| Required task |
Filter the listing below down to the lines that contain the string "circular", and copy each of those lines in full. Capitalization must match.

| Data shown |

>>>

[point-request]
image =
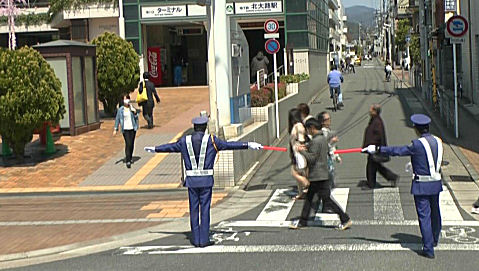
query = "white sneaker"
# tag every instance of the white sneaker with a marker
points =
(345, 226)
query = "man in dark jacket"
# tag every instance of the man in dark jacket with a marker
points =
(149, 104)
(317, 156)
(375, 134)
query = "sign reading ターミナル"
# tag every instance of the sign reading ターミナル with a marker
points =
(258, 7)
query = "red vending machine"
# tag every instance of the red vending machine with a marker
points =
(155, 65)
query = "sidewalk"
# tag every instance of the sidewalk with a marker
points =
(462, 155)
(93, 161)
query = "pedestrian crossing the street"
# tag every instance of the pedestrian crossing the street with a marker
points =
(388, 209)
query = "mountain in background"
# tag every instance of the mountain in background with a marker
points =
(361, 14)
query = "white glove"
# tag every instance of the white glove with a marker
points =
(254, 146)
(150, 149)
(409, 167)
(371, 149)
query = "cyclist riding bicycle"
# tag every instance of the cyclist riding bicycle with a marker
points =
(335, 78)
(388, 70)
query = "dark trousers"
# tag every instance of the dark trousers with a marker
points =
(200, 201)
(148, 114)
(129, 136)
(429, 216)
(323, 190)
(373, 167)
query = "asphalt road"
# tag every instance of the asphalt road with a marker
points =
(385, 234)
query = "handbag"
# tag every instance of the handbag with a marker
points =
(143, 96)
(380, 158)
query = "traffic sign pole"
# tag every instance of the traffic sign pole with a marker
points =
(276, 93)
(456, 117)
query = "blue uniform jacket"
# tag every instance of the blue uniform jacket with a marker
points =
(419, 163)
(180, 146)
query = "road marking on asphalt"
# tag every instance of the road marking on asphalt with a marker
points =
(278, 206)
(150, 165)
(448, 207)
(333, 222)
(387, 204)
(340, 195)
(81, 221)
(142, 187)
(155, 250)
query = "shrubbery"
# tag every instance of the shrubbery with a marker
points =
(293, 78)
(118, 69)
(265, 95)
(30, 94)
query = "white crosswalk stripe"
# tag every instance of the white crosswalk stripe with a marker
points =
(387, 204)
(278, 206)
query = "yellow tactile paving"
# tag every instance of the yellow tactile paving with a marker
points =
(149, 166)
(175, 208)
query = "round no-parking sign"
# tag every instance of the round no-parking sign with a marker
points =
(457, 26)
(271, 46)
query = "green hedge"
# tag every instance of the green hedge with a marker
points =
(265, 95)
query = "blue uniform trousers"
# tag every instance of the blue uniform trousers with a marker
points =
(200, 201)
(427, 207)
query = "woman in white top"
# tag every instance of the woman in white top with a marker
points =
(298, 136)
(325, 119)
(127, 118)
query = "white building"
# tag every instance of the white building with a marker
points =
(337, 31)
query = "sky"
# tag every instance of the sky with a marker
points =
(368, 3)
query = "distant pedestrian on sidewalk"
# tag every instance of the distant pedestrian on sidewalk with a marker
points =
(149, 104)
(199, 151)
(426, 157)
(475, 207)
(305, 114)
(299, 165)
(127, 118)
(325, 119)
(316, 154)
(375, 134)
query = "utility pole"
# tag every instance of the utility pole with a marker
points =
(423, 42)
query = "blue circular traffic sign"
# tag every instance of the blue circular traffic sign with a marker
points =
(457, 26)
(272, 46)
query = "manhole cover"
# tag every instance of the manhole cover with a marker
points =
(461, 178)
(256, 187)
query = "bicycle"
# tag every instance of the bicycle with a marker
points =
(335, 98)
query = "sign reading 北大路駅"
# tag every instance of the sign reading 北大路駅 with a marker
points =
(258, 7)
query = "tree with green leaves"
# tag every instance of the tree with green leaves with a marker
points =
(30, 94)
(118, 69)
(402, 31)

<<<

| Answer to the exercise |
query = "blue circular traffic sign"
# tag every instance of the blue circular traffic sign with a marker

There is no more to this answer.